Task requirements: Only a slice of the listing below is wanted. Retype the lines from the one containing "For each <instance>" through the one containing "positive clicks: (20, 179) (169, 178)", exactly, both ends included.

□ □ □ □ □ □ □

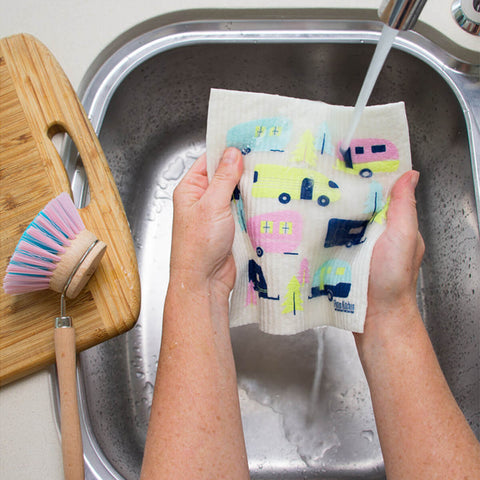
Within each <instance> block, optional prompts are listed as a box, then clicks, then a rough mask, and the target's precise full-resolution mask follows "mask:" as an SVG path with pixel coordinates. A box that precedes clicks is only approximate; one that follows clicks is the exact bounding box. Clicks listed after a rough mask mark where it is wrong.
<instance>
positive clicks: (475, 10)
mask: <svg viewBox="0 0 480 480" xmlns="http://www.w3.org/2000/svg"><path fill="white" fill-rule="evenodd" d="M452 15H453V18H454V19H455V21H456V22H457V23H458V24H459V25H460V27H462V28H463V29H464V30H465V31H466V32H468V33H471V34H472V35H480V2H479V1H478V0H455V1H454V2H453V4H452ZM479 55H480V54H479Z"/></svg>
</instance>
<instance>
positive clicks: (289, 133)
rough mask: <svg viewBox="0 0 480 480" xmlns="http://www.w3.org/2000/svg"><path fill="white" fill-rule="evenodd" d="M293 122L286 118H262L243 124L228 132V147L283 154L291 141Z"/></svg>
mask: <svg viewBox="0 0 480 480" xmlns="http://www.w3.org/2000/svg"><path fill="white" fill-rule="evenodd" d="M291 132H292V122H291V121H290V119H288V118H285V117H273V118H262V119H260V120H252V121H250V122H245V123H241V124H239V125H236V126H235V127H232V128H231V129H230V130H229V131H228V132H227V147H236V148H238V149H239V150H240V151H241V152H242V154H243V155H247V154H249V153H250V152H283V151H285V148H286V146H287V144H288V142H289V141H290V135H291Z"/></svg>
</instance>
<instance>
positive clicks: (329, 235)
mask: <svg viewBox="0 0 480 480" xmlns="http://www.w3.org/2000/svg"><path fill="white" fill-rule="evenodd" d="M369 222H370V221H369V220H344V219H341V218H331V219H330V220H329V222H328V230H327V236H326V237H325V244H324V247H325V248H330V247H340V246H344V245H345V246H346V247H351V246H352V245H358V244H360V243H363V242H364V241H365V240H366V239H365V238H363V236H364V234H365V230H366V229H367V225H368V224H369Z"/></svg>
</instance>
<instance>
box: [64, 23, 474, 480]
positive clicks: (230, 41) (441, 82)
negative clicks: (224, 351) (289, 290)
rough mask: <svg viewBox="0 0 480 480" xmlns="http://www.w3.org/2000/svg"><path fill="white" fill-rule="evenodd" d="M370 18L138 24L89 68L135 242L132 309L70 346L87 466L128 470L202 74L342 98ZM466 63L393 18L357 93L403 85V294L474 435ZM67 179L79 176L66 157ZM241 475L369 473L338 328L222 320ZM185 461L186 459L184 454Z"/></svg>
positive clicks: (472, 197) (78, 174) (309, 98)
mask: <svg viewBox="0 0 480 480" xmlns="http://www.w3.org/2000/svg"><path fill="white" fill-rule="evenodd" d="M381 26H382V24H381V23H380V22H374V23H361V22H327V21H316V20H315V21H289V20H285V19H283V20H278V19H275V20H272V21H269V20H265V19H264V20H261V21H260V20H258V21H243V20H242V21H233V20H232V21H215V22H203V21H197V22H192V23H183V24H177V25H170V26H166V27H161V28H158V29H157V30H154V31H149V32H146V33H144V34H141V35H139V36H137V37H136V38H134V39H132V40H131V41H130V42H128V43H126V44H125V45H123V46H121V47H120V48H119V49H118V50H117V51H116V52H115V53H113V54H112V56H111V57H109V58H108V59H107V60H106V62H105V63H104V65H103V66H102V67H101V68H100V70H99V71H98V72H97V75H96V76H95V77H94V78H93V79H92V81H91V82H90V84H89V87H88V88H87V90H86V92H85V95H84V105H85V107H86V110H87V112H88V113H89V115H90V117H91V119H92V123H93V124H94V126H95V128H96V129H97V131H99V136H100V141H101V143H102V145H103V148H104V150H105V153H106V156H107V159H108V161H109V163H110V166H111V169H112V171H113V175H114V177H115V180H116V182H117V185H118V187H119V190H120V194H121V196H122V200H123V202H124V205H125V209H126V212H127V216H128V218H129V221H130V225H131V228H132V234H133V237H134V240H135V245H136V248H137V254H138V261H139V268H140V274H141V280H142V312H141V317H140V319H139V322H138V324H137V326H136V327H135V328H134V329H133V330H132V331H130V332H128V333H127V334H125V335H122V336H120V337H117V338H115V339H112V340H110V341H108V342H105V343H104V344H102V345H99V346H97V347H95V348H93V349H91V350H89V351H86V352H84V353H82V354H81V358H80V374H79V390H80V406H81V414H82V427H83V433H84V448H85V459H86V462H87V478H88V479H100V478H101V479H120V478H125V479H135V478H138V475H139V471H140V466H141V461H142V454H143V447H144V441H145V435H146V431H147V426H148V419H149V414H150V406H151V402H152V394H153V384H154V381H155V372H156V367H157V360H158V353H159V345H160V337H161V330H162V309H163V299H164V295H165V291H166V286H167V282H168V263H169V252H170V241H171V240H170V236H171V219H172V192H173V190H174V188H175V185H176V184H177V183H178V181H179V179H180V178H181V176H182V175H183V174H184V173H185V171H186V170H187V169H188V167H189V166H190V165H191V164H192V162H193V161H194V159H195V158H196V157H197V156H198V155H199V154H200V153H202V152H203V150H204V147H205V140H204V139H205V126H206V116H207V104H208V96H209V89H210V88H211V87H216V88H229V89H240V90H250V91H259V92H268V93H277V94H281V95H289V96H296V97H302V98H309V99H317V100H323V101H326V102H329V103H333V104H345V105H353V103H354V102H355V100H356V94H357V93H358V91H359V89H360V86H361V83H362V80H363V75H364V74H365V72H366V69H367V67H368V64H369V61H370V59H371V56H372V52H373V49H374V45H372V43H375V42H376V41H377V40H378V38H379V35H380V30H381ZM478 74H479V67H478V66H473V65H468V64H463V63H458V62H457V61H456V60H455V59H454V58H451V57H449V56H448V55H447V54H446V53H445V52H443V51H441V50H439V49H437V48H436V47H435V45H433V44H431V43H430V42H428V41H426V40H425V39H423V38H422V37H420V36H418V35H417V34H415V33H413V32H401V33H400V34H399V36H398V37H397V39H396V41H395V44H394V49H393V50H392V52H391V53H390V55H389V57H388V59H387V61H386V64H385V66H384V68H383V72H382V73H381V75H380V78H379V81H378V84H377V86H376V88H375V90H374V92H373V96H372V98H371V100H370V103H371V104H374V103H385V102H394V101H399V100H403V101H405V103H406V109H407V116H408V120H409V125H410V135H411V146H412V156H413V163H414V168H416V169H418V170H420V172H421V176H420V184H419V187H418V192H417V199H418V210H419V220H420V228H421V231H422V234H423V236H424V238H425V243H426V247H427V251H426V255H425V260H424V263H423V266H422V270H421V275H420V281H419V286H418V303H419V306H420V309H421V311H422V314H423V318H424V321H425V323H426V325H427V328H428V330H429V332H430V335H431V338H432V341H433V344H434V347H435V350H436V352H437V355H438V357H439V360H440V363H441V366H442V368H443V371H444V372H445V375H446V377H447V380H448V382H449V384H450V386H451V388H452V391H453V393H454V395H455V397H456V398H457V400H458V402H459V404H460V406H461V408H462V410H463V412H464V413H465V415H466V417H467V419H468V421H469V422H470V424H471V426H472V428H473V429H474V431H475V433H476V434H477V436H479V435H480V370H479V368H478V364H479V362H480V350H479V344H480V332H479V330H480V317H479V315H478V309H479V306H480V301H479V300H480V241H479V231H478V207H477V206H478V185H479V156H480V150H479V147H480V132H479V126H478V120H479V119H480V89H479V77H478ZM71 163H72V165H71V168H72V169H73V170H74V171H73V178H74V190H76V191H81V190H85V188H84V186H85V182H84V180H83V179H82V170H81V168H78V169H75V168H73V167H74V163H73V162H71ZM232 343H233V348H234V353H235V359H236V364H237V370H238V386H239V394H240V400H241V408H242V415H243V422H244V428H245V434H246V442H247V450H248V455H249V463H250V469H251V476H252V478H253V479H263V480H266V479H273V478H281V479H284V480H289V479H340V478H342V479H345V478H352V479H353V478H362V479H374V478H384V472H383V461H382V456H381V451H380V447H379V443H378V436H377V433H376V429H375V422H374V418H373V413H372V408H371V402H370V397H369V392H368V388H367V385H366V382H365V378H364V376H363V372H362V369H361V366H360V363H359V360H358V357H357V354H356V351H355V347H354V343H353V339H352V336H351V334H349V333H347V332H344V331H340V330H336V329H333V328H327V329H320V330H318V331H307V332H304V333H302V334H299V335H295V336H289V337H281V336H269V335H266V334H262V333H259V332H258V330H257V328H256V327H255V326H248V327H241V328H236V329H233V330H232ZM186 461H188V459H186Z"/></svg>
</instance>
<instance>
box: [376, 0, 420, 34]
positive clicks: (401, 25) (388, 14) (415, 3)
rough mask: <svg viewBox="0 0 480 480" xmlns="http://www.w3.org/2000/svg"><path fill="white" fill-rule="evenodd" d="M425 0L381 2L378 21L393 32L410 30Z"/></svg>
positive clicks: (388, 0) (415, 22)
mask: <svg viewBox="0 0 480 480" xmlns="http://www.w3.org/2000/svg"><path fill="white" fill-rule="evenodd" d="M426 1H427V0H383V2H382V4H381V5H380V8H379V9H378V17H379V18H380V20H381V21H382V22H383V23H385V25H388V26H389V27H391V28H394V29H395V30H411V29H412V28H413V27H414V26H415V23H417V20H418V17H419V16H420V13H421V11H422V10H423V6H424V5H425V2H426Z"/></svg>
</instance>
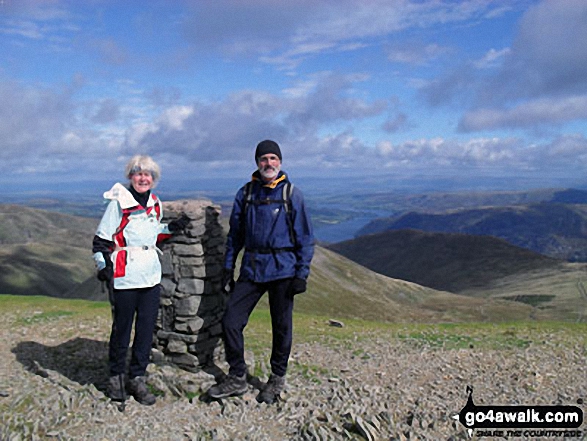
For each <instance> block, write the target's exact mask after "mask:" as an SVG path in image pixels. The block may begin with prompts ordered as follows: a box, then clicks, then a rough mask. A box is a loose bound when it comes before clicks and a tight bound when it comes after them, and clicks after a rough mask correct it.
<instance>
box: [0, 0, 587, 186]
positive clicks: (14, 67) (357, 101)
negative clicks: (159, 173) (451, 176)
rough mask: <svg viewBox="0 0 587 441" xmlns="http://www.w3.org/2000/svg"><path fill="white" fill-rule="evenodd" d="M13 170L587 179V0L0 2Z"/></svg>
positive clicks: (20, 179) (169, 178)
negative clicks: (270, 154)
mask: <svg viewBox="0 0 587 441" xmlns="http://www.w3.org/2000/svg"><path fill="white" fill-rule="evenodd" d="M0 102H1V103H2V105H1V106H0V161H2V163H3V165H4V166H3V171H4V173H3V175H2V176H1V177H0V182H1V181H3V182H8V181H9V180H10V181H23V182H28V183H38V185H39V186H41V187H42V186H43V185H45V184H46V183H47V182H58V181H63V182H68V181H69V182H73V181H78V180H85V179H87V180H92V179H98V178H100V179H105V180H117V179H121V175H122V170H123V168H124V164H125V163H126V161H127V160H128V159H129V158H130V156H132V155H133V154H137V153H141V154H150V155H152V156H153V157H154V158H155V159H156V160H157V161H158V162H159V163H160V164H161V167H162V171H163V173H162V179H163V180H165V179H166V177H167V178H168V179H171V178H173V179H174V180H179V181H181V180H182V179H185V180H186V181H187V180H189V179H191V178H194V177H210V178H227V177H242V178H243V179H246V177H247V176H248V175H249V173H250V172H251V171H252V169H253V168H254V162H253V151H254V148H255V145H256V144H257V143H258V142H259V141H261V140H263V139H274V140H276V141H277V142H278V143H279V144H280V145H281V147H282V151H283V159H284V163H283V168H284V169H285V170H287V171H288V172H290V173H291V174H293V175H295V176H303V177H312V176H320V177H324V176H332V177H333V178H343V177H346V176H365V175H368V176H375V175H377V176H378V175H381V176H382V177H386V176H387V177H389V176H406V177H410V176H411V177H414V176H419V177H423V178H426V177H429V178H435V177H438V176H457V177H469V178H471V179H476V178H478V177H482V176H491V177H494V178H495V177H497V178H499V177H503V178H504V179H506V178H516V177H519V176H527V177H529V178H530V179H533V180H535V181H536V180H539V181H540V182H541V184H543V186H545V187H547V186H553V185H556V184H557V183H559V182H561V179H562V180H566V181H565V182H568V183H569V185H573V184H575V185H581V184H584V183H585V182H586V180H585V179H584V175H585V173H584V170H585V168H586V166H587V133H586V128H587V124H586V120H587V2H585V1H584V0H553V1H530V0H520V1H515V2H513V1H490V0H470V1H442V0H430V1H426V0H418V1H412V0H397V1H395V0H388V1H382V0H374V1H365V0H337V1H334V0H330V1H322V0H298V1H296V2H290V1H273V0H247V1H242V0H209V1H208V0H203V1H180V0H177V1H149V0H142V1H138V0H136V1H132V0H127V1H106V0H104V1H102V0H88V1H82V0H77V1H73V0H72V1H62V0H47V1H28V0H0Z"/></svg>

□ □ □ □ □ □ □

Exercise result:
For each <instance> block, write the target's exact mask after "mask:" as an SVG path in image pixels. The block may begin with prompts ordered as follows: a box, then clicks, then a rough mask. A box is a loose bound when it comes before clicks and a tight bound when it comes after them, and clicks after a rough mask correct it.
<instance>
box: [0, 0, 587, 186]
positive clicks: (14, 67) (357, 101)
negative clicks: (159, 173) (451, 176)
rough mask: <svg viewBox="0 0 587 441" xmlns="http://www.w3.org/2000/svg"><path fill="white" fill-rule="evenodd" d="M13 170L587 179V0L0 2Z"/></svg>
positive clicks: (20, 179) (169, 178)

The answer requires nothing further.